| What is being asked |
Your answer must consist solely of the line containing "Target: blurred background" and all subsequent lines through the end of the entries, reproduced exactly.
★ ★ ★
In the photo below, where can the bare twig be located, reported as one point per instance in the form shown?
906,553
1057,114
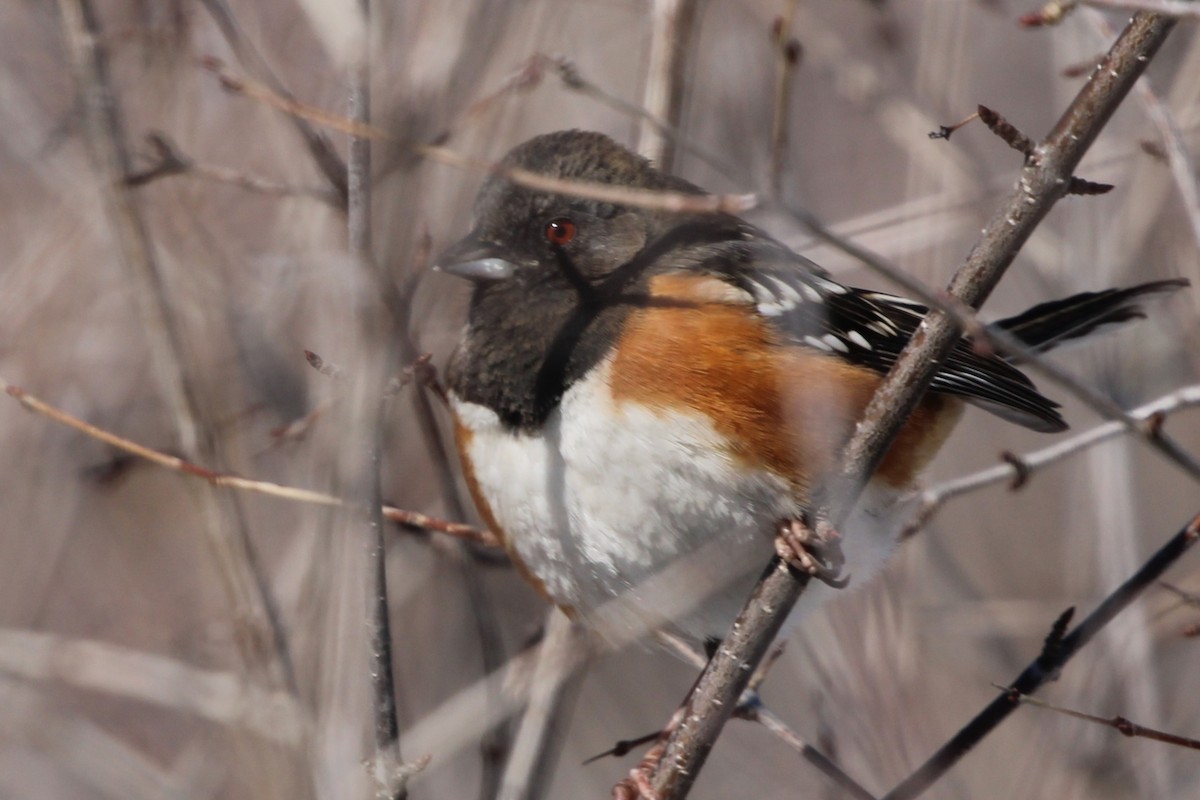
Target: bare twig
408,518
659,200
323,154
1056,654
168,161
391,783
1024,467
245,583
222,697
1043,182
555,687
671,31
1126,727
1183,168
1167,7
787,58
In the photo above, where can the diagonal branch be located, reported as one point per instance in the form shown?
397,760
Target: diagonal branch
1057,651
1043,182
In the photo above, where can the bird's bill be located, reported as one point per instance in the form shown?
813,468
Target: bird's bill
475,260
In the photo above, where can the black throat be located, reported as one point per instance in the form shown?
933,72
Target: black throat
527,344
529,340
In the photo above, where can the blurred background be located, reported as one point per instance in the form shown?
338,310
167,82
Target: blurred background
137,651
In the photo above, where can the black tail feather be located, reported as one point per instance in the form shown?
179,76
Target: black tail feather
1049,324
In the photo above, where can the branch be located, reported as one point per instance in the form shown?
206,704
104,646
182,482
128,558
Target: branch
1183,168
1044,180
407,518
1165,7
1126,727
671,29
1020,468
555,686
1057,651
★ ★ ★
| Your response |
Target: blurred background
137,651
In the photo above, where can the black tail feather be located, reported as one point per instance in the form shown?
179,76
Target: black tail feather
1049,324
In the photo above, where can the branch be located, reported as one point per instance in the form shown?
206,704
104,646
182,482
128,558
Target: branch
1183,168
1044,180
407,518
1165,7
1126,727
671,29
1020,468
555,686
1057,651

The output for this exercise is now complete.